* begin *

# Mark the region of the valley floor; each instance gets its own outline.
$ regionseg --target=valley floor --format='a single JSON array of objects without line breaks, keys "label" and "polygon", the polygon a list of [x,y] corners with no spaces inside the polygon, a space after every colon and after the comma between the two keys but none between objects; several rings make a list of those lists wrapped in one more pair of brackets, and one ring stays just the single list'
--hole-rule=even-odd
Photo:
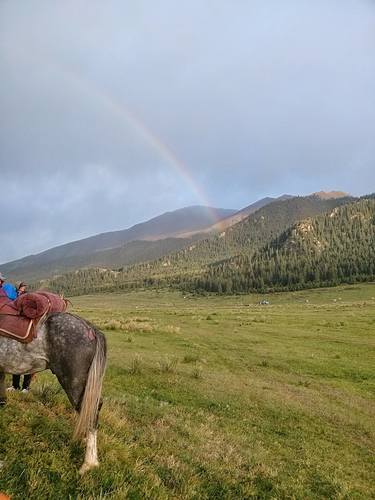
[{"label": "valley floor", "polygon": [[67,398],[39,374],[0,413],[12,499],[373,498],[375,284],[72,302],[109,344],[101,467],[78,477]]}]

* end *

▸ YOUR INSTRUCTIONS
Lay out each line of the records above as a Markdown table with the columns Row and Line, numbering the rows and skipping blank lines. Leave the pictures out of your answer.

▸ WRITTEN SOLUTION
| Row | Line |
|---|---|
| 1 | # Mark the region of the valley floor; each instance gets its own outline. |
| 2 | $ regionseg --target=valley floor --format='a single JSON array of objects without line breaks, keys "label" and "polygon", the polygon a list of [x,y] corners with no spaces inside the polygon, a space after every colon and after the comma between the two keys but none between objects; several rings make a list of those lists wrapped in one more pair of brackets, and one ring stays just the single list' |
| 3 | --hole-rule=even-odd |
| 4 | Photo: |
| 5 | [{"label": "valley floor", "polygon": [[67,398],[39,374],[0,413],[12,499],[373,498],[375,284],[72,302],[109,344],[101,467],[78,477]]}] |